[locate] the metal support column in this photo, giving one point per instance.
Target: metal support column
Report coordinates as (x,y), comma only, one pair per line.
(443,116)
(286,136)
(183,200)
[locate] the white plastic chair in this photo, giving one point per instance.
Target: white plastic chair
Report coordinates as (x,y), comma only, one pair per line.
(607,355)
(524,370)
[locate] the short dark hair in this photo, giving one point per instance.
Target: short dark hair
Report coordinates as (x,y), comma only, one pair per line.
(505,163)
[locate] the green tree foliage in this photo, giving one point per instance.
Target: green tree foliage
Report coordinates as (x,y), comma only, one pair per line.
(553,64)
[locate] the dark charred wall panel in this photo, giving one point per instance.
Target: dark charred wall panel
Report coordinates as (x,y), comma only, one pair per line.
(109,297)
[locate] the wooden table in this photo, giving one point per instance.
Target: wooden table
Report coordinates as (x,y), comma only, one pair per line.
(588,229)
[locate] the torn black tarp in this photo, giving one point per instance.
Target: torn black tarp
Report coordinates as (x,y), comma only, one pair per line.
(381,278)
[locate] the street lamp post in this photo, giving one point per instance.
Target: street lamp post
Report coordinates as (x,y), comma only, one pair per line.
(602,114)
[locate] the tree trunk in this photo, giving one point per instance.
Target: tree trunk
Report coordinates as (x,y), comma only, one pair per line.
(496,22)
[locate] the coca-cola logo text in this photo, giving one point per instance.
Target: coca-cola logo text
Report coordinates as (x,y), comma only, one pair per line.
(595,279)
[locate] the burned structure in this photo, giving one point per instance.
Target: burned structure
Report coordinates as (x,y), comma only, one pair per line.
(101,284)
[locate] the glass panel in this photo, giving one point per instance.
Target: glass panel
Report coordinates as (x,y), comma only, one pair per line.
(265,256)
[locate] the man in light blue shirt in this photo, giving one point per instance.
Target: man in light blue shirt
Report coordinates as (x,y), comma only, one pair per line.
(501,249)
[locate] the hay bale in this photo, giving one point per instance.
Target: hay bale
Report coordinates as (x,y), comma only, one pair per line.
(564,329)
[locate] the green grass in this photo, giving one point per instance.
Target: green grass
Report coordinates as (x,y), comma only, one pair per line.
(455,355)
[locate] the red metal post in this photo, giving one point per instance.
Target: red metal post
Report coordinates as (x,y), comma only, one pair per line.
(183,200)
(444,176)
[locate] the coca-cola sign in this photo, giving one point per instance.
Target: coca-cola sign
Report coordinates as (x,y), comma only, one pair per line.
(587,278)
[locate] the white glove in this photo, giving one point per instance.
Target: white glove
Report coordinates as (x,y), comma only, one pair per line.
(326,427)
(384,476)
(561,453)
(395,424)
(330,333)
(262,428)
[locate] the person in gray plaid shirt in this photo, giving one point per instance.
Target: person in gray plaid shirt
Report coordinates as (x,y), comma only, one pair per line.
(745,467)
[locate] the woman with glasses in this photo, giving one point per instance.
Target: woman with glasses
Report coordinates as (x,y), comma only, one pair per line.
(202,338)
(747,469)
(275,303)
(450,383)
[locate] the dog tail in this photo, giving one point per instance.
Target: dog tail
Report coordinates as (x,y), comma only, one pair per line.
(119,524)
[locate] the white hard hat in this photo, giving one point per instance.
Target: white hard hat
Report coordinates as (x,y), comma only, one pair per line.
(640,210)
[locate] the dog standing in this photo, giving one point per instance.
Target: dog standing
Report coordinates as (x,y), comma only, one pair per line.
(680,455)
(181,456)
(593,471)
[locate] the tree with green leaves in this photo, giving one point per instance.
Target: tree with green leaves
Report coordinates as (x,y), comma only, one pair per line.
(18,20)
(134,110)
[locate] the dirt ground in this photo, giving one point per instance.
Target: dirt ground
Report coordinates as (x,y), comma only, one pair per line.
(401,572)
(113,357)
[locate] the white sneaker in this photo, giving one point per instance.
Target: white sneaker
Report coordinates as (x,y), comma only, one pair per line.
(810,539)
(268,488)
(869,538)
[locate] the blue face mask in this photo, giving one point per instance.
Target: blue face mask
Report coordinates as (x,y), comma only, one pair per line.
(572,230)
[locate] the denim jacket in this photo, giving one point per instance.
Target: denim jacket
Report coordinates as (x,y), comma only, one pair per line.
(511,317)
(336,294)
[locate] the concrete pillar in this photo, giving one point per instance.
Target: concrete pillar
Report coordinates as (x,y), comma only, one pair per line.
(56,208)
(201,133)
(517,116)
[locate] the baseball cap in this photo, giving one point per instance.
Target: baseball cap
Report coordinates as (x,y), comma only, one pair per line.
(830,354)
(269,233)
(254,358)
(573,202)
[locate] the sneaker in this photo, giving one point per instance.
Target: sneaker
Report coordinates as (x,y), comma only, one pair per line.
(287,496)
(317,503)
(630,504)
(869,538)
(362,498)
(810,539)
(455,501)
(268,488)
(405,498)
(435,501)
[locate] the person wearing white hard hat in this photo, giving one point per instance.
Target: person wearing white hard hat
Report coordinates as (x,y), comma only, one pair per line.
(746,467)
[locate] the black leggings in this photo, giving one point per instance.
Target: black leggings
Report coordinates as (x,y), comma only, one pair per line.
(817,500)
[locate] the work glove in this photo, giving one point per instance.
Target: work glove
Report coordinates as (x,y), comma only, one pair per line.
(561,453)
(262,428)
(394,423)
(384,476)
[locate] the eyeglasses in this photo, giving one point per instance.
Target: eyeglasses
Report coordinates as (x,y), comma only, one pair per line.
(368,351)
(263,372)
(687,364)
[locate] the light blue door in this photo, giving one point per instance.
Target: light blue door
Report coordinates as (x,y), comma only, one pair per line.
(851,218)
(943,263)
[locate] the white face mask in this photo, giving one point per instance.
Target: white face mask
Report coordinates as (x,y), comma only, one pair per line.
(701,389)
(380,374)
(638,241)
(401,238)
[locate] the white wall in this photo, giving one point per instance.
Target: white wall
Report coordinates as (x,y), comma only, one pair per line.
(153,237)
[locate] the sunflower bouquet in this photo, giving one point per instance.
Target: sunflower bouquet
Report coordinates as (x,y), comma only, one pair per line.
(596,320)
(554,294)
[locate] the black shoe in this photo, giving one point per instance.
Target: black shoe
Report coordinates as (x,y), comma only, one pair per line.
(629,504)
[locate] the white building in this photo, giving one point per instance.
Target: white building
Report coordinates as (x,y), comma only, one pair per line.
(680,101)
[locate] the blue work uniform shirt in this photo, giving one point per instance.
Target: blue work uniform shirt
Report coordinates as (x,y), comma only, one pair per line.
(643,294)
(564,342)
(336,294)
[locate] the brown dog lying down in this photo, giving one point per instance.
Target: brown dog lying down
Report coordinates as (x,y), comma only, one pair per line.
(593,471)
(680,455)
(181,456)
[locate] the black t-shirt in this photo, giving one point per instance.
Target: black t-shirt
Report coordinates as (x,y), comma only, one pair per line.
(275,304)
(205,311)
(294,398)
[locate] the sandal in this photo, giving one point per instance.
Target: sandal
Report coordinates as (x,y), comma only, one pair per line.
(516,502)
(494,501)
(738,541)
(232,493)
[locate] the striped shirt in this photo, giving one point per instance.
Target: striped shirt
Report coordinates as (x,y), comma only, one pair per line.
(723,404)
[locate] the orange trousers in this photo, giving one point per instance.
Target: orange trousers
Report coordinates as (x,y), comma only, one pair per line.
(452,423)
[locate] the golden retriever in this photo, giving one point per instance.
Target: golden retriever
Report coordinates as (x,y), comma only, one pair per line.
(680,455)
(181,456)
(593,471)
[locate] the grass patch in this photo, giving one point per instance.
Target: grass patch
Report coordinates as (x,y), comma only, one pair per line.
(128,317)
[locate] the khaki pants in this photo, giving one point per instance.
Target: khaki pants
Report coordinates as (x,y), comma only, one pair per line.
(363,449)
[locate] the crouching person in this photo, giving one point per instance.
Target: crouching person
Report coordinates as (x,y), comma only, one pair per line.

» Problem
Set down all of the data above, word for word.

» The answer
[locate] the metal support column in this photo, giving one point per instance.
Target: metal support column
Report coordinates as (x,y), comma only, one pair per line.
(443,116)
(286,136)
(183,200)
[locate] the white plastic chair in this photo, giving one point per instance.
Target: white plastic chair
Report coordinates as (x,y), comma only, one pair per line.
(607,355)
(524,370)
[locate] the short dark hair in this photo, giving one point per instance.
Target: short dark hair
Report coordinates as (x,y), comma only, one pair per line.
(505,163)
[locate] the green tree foliage in this photo, giving one point per instance.
Target: green tree foliage
Report coordinates as (x,y), comma only, one pair per line.
(553,64)
[locate] the dark charred wall panel in this photo, giving one point per instance.
Target: dark charred wall panel
Report coordinates as (x,y), comma only, one pair per line.
(109,297)
[locate] the wooden table in this photo, giving one point per instance.
Target: wooden table
Report coordinates as (x,y), comma only, one pair per line.
(588,229)
[locate] the torn black tarp in this photo, giving one point per instance.
Target: torn black tarp
Report coordinates as (x,y), comma only, one pair per line.
(381,278)
[locate] the street lamp post in this photo, giving one point per instance.
Target: street lamp post
Report coordinates as (x,y), comma only, one pair per line.
(602,114)
[locate] the tree trunk in this photo, giving one point per instance.
Target: tree trunk
Report coordinates as (x,y), comma only, one pair per line.
(496,22)
[locate] the coca-cola logo text in this photo, giving one point per instance.
Target: coca-cola logo text
Report coordinates as (x,y), comma only, one pair per line.
(595,279)
[locate] the burned structure in this photo, giving one point per instance.
Target: burned structure
Report coordinates as (x,y), comma only, one pair per line.
(101,284)
[locate] the glass panel in this photo, giving one point per instance.
Target: glass panel
Report coordinates as (x,y), comma only, one pair per line.
(265,256)
[locate] the man in light blue shirt in this photo, giving one point per instance.
Target: man in light blue shirt
Report coordinates as (x,y), comma only, one pair per line.
(501,249)
[locate] the hay bale in this photo, giving one point per instance.
Target: hay bale
Report coordinates as (x,y), comma only, one pair per line.
(564,329)
[locate] the green grass in this photo, giving one point per instance.
Target: green grass
Report coordinates as (x,y), comma only, one pair per line.
(455,355)
[locate] the red metal post in this photo, giving one point per instance.
Target: red metal post
Report coordinates as (x,y), comma only, one pair per line.
(183,200)
(444,176)
[locate] the coca-cola sign in this photo, giving one point per instance.
Target: coca-cola sign
Report coordinates as (x,y), comma only, one pair per line.
(587,278)
[locate] the white glove in this photo, giving one point per instance.
Target: white glove
Report coordinates as (x,y), comma only, one pair per line.
(326,427)
(384,476)
(561,453)
(395,424)
(330,333)
(262,428)
[locate] the person in gray plaid shirt in this photo, giving one point per instance.
Target: person in gray plaid shirt
Report coordinates as (x,y), comma only, one pair per line.
(745,467)
[locate] the woman with glasses in this photo, giving one point per instance.
Target: woman with glasses
Report coordinates as (x,y), comma only, one pair per line.
(202,338)
(747,469)
(275,303)
(450,383)
[locate] the dog tail in this photo, giving one point per instance.
Target: dog tail
Report coordinates as (x,y), comma only, one pair per line.
(119,524)
[locate] the white hard hat in this photo, giving one point per instance.
Target: white hard hat
Report coordinates as (x,y), comma only, one pair per line.
(640,210)
[locate] the dog standing in this photo, giving one point per instance.
Target: dog standing
Report coordinates as (x,y), comma only, one pair per line.
(680,455)
(181,456)
(593,471)
[locate] the tree with green leaves in this photo, giving one point per instance.
Target: tree with green leaves
Report coordinates as (x,y), comma only, one pair per line.
(18,20)
(134,110)
[locate] the dirt ground in this photo, giving one point per instance.
Target: dirt ground
Report coordinates as (x,y), comma only, one pair per line.
(401,572)
(113,357)
[locate] the white sneaker in this photo, giving one point per instance.
Target: white sneaker
Report coordinates as (x,y), comma only, one pair per line.
(810,539)
(268,488)
(869,538)
[locate] the blue face mask in this photo, giving one point per instance.
Target: blue face mask
Report coordinates as (x,y), comma only, one pair per line.
(572,230)
[locate] the denim jacket in this photo, giving one point per instance.
Target: denim jacket
Report coordinates as (x,y), comma only, one pair per line.
(511,317)
(336,294)
[locate] the concrete pillar in this photo, giving one point per instance.
Target: concrete pillar
Report coordinates as (x,y), comma only, one pair per line.
(56,208)
(201,133)
(517,116)
[locate] the baseball cap in this photo, giving one point per instance.
Target: baseball cap
Report coordinates as (x,y), comma only, one pair per line.
(830,354)
(269,233)
(254,358)
(573,202)
[locate] the sneaker in this photo, giving one point per instance.
Target: sneaker
Report coordinates as (x,y), comma only, one pair per line.
(287,496)
(317,503)
(630,504)
(869,538)
(362,498)
(810,539)
(455,501)
(268,488)
(405,498)
(435,501)
[locate] the person wearing white hard hat in this photo, giving one point per instance.
Target: person wearing white hard hat
Report coordinates as (x,y), comma only, one pair per line.
(746,467)
[locate] the black leggings in this photo, giving one point per instance.
Target: black leggings
Report coordinates as (x,y), comma only, one pair per line.
(817,500)
[locate] the work glove in this photo, giving one point per instance.
Target: work glove
Report coordinates as (x,y), comma only, one pair per line.
(561,453)
(262,428)
(394,423)
(384,476)
[locate] the eyeglasses in this photo, giving one point per instance.
Target: eyeglasses
Report coordinates as (x,y), comma only, one pair per line.
(368,351)
(263,372)
(687,364)
[locate] the light blue door in this photo, giving one point per instance.
Target: light blue door
Report coordinates as (x,y), comma only, one pair per line.
(851,218)
(943,263)
[locate] the white face mask in this photo, giving one point per instance.
Target: white face mask
Report coordinates as (x,y), comma only, one pair per line.
(701,389)
(380,374)
(638,241)
(401,238)
[locate] the white wall in this photo, giving one point per instance.
Target: white wall
Report coordinates as (x,y), comma only, one pair per line.
(153,237)
[locate] the sunflower bouquet in this photo, giving one point per instance.
Target: sunflower bouquet
Report coordinates as (x,y), comma only, one pair per line.
(596,320)
(554,294)
[locate] the black shoe in this photo, giving one point per instance.
Target: black shoe
Report coordinates as (x,y), comma only, one pair per line.
(629,504)
[locate] the white building in this photo, giving one point per instance.
Target: white building
Report coordinates as (x,y), comma only, one pair per line.
(680,101)
[locate] the blue work uniform shirt in this photo, giving one point per instance.
Target: blue work uniform shirt
Report coordinates as (x,y), comma only, one pair per line.
(643,294)
(564,342)
(336,294)
[locate] the brown dog lying down in this photo, giving one point per instance.
Target: brown dog lying down
Report coordinates as (x,y), comma only, one pair per line.
(593,471)
(680,455)
(181,456)
[locate] the black t-shirt in this photo, giving one point per instance.
Target: black t-shirt
Report coordinates as (x,y), comma only, one pair per line.
(275,304)
(205,311)
(294,398)
[locate] the sandal in this photo, giving one point per instance.
Target: sandal
Report coordinates as (x,y), comma only, one pair per line.
(516,502)
(494,501)
(738,541)
(232,493)
[locate] the striped shirt in this photo, giving one point per instance.
Target: striped shirt
Report coordinates as (x,y), comma only, one pair per line.
(723,404)
[locate] the orange trousers in this photo, giving one point per instance.
Target: orange trousers
Report coordinates as (x,y), comma only, one pair per line.
(452,423)
[locate] the golden retriever in this photo, giving one point per instance.
Target: golden retriever
Report coordinates as (x,y), comma only, one pair per line.
(680,455)
(181,456)
(593,471)
[locate] the grass patch in this photo, giving one point per instance.
Target: grass patch
Report coordinates as (x,y), comma only, one pair per line.
(128,317)
[locate] the khaki pants in this photo, giving one point per instance.
Target: khaki pants
Report coordinates as (x,y), comma only, one pair per line.
(363,449)
[locate] the crouching person in this photo, giving one point per instance.
Target: crouching person
Report coordinates as (x,y), comma only, one pair per line.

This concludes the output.